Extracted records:
-*-

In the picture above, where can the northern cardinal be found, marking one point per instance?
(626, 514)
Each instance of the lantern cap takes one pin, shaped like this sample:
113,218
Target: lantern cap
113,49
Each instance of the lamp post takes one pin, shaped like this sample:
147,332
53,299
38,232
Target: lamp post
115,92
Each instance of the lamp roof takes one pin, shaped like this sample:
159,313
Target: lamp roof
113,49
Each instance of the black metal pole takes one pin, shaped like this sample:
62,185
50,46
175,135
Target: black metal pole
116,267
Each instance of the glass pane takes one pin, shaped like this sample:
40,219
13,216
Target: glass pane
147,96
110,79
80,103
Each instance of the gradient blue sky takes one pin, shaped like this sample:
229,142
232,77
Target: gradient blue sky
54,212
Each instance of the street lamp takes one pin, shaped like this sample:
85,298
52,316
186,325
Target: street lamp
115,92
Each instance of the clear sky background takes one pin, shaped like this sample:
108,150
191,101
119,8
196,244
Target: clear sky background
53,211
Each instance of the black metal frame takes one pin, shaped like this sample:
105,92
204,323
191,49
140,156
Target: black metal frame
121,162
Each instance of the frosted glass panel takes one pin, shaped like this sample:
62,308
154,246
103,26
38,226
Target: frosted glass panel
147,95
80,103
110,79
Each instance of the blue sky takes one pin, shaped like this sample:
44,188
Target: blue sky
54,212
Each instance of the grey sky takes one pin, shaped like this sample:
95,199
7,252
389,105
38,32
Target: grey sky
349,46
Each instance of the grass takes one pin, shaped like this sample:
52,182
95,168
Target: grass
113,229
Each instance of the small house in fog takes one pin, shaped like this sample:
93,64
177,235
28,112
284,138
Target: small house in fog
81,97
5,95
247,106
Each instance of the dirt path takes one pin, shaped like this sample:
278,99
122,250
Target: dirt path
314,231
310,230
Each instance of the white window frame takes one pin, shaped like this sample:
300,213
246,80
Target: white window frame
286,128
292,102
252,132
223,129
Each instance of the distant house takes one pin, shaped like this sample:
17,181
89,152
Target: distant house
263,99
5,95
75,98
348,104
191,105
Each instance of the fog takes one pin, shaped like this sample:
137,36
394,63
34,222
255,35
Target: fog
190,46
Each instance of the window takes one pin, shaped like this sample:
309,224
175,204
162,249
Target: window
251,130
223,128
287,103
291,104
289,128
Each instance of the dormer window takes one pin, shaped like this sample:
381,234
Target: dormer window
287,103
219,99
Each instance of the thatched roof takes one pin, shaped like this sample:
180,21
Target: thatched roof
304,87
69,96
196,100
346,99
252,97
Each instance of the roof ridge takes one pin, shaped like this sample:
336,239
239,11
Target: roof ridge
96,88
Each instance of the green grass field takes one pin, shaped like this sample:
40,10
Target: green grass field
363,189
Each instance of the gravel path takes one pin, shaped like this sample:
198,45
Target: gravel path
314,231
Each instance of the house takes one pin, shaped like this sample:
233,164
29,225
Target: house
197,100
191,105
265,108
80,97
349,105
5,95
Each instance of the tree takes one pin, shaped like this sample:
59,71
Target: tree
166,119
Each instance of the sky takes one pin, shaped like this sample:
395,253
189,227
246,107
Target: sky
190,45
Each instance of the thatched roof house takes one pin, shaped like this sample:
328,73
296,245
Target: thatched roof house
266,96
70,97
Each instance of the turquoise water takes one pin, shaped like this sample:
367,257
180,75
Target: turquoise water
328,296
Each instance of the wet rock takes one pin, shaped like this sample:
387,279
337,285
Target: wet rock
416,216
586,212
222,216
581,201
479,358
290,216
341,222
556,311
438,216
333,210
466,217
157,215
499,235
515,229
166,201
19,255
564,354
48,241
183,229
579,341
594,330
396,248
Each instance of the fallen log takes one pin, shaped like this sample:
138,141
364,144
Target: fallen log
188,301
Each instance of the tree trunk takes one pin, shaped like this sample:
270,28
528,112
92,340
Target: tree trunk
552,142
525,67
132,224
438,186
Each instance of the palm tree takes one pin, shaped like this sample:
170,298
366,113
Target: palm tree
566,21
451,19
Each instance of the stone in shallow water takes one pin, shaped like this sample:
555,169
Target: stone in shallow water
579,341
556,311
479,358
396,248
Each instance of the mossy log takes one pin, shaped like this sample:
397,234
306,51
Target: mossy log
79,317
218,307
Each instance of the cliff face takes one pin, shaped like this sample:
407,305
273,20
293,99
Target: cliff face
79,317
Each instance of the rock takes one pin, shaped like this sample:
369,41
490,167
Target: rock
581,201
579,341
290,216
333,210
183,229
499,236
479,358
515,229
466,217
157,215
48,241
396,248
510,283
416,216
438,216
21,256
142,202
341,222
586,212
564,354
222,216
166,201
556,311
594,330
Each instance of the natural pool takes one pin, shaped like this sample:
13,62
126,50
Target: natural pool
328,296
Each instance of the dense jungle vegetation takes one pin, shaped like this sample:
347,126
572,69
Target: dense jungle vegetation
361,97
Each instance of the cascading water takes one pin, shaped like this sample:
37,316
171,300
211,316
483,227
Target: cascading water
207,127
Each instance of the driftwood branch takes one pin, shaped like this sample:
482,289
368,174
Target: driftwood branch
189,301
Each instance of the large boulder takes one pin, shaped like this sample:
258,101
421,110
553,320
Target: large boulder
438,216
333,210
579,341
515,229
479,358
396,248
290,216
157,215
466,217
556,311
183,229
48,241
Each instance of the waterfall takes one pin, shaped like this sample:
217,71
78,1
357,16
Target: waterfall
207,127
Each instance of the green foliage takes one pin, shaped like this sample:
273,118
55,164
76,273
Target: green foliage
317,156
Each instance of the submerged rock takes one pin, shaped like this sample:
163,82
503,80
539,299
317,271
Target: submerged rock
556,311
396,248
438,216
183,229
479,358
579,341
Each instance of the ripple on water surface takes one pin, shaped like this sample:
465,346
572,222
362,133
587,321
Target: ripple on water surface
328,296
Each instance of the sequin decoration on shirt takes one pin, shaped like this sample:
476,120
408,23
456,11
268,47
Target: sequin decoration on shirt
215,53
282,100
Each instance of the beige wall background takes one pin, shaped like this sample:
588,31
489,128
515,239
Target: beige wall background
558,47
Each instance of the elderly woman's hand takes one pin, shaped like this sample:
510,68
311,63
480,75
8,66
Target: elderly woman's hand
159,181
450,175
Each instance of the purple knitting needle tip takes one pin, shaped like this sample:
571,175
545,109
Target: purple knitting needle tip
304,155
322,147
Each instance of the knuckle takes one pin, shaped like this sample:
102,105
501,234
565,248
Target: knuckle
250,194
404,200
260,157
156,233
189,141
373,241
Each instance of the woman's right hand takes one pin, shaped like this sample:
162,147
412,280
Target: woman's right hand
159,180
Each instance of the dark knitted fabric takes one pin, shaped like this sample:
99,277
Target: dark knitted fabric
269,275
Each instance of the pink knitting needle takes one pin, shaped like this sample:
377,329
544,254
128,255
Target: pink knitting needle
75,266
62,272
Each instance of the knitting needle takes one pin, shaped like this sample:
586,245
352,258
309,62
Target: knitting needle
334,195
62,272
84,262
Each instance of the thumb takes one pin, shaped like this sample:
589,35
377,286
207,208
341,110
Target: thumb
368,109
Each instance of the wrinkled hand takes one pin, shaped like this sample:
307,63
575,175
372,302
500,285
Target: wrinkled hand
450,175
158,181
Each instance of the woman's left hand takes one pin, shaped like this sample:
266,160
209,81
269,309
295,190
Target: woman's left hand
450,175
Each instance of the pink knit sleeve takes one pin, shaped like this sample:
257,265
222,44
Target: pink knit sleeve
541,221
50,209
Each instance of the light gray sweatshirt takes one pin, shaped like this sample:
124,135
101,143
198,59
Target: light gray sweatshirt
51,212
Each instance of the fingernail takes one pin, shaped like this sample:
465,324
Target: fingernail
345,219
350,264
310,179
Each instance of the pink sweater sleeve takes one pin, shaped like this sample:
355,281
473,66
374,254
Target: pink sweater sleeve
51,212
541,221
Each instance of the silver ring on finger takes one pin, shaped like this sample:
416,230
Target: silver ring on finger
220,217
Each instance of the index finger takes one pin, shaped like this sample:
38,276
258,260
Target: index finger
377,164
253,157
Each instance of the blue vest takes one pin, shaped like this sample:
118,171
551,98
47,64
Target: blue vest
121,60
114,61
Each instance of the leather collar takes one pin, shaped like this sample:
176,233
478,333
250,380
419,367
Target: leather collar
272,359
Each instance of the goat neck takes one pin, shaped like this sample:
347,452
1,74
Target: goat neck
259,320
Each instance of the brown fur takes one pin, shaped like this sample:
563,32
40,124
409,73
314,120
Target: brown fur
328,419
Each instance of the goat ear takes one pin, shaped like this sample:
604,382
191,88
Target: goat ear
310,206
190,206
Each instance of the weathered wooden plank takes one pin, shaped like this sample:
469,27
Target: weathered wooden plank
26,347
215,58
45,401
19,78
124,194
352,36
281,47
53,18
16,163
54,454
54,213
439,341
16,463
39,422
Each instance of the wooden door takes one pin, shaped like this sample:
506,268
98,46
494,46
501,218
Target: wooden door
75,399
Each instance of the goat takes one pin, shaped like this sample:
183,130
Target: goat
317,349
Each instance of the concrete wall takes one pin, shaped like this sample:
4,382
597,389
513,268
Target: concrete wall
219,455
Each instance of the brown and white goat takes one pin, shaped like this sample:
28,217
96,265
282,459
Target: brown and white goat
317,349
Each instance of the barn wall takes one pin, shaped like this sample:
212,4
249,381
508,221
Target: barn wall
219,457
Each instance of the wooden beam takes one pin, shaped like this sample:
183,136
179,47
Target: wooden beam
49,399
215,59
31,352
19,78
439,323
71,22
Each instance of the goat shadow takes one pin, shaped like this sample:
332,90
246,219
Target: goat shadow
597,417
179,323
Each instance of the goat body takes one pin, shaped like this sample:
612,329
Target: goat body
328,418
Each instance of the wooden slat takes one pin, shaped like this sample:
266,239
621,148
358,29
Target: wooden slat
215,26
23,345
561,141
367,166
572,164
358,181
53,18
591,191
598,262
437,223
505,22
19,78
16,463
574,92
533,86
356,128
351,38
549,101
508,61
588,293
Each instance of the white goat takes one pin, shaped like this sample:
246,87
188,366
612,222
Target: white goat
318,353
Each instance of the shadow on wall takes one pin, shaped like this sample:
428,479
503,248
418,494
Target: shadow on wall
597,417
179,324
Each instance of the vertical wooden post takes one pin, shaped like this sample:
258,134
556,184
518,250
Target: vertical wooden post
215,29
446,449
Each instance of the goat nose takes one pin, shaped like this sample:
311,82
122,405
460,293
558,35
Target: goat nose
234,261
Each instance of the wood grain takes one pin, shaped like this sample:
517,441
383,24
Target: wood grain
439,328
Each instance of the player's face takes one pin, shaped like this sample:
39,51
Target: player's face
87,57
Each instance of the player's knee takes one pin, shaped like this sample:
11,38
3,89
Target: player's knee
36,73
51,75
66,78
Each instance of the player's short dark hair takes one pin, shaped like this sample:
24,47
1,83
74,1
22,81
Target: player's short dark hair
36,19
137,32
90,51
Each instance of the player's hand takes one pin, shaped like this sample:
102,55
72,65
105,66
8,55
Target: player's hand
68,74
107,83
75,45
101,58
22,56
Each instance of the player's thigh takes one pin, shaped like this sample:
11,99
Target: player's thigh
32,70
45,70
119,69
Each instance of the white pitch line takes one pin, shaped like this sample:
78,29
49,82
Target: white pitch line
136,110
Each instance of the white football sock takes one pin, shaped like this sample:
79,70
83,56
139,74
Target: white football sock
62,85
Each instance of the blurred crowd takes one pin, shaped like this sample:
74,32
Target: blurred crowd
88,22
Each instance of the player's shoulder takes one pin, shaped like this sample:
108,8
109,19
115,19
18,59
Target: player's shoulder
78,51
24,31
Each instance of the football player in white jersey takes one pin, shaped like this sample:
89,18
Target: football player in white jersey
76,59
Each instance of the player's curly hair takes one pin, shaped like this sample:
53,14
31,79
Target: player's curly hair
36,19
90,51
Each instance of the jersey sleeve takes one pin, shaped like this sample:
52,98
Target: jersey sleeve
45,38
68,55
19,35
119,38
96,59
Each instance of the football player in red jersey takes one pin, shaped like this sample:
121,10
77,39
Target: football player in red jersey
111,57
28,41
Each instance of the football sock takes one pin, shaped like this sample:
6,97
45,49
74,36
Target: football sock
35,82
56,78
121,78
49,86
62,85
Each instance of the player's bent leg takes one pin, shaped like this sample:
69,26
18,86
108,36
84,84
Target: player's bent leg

-*-

▸ What to do
Filter the data above by the word "bent" and copy every line that matches.

▸ Solution to this task
Each instance of the player's bent leg takes one pin, shaped like this sample:
Target: player's bent leg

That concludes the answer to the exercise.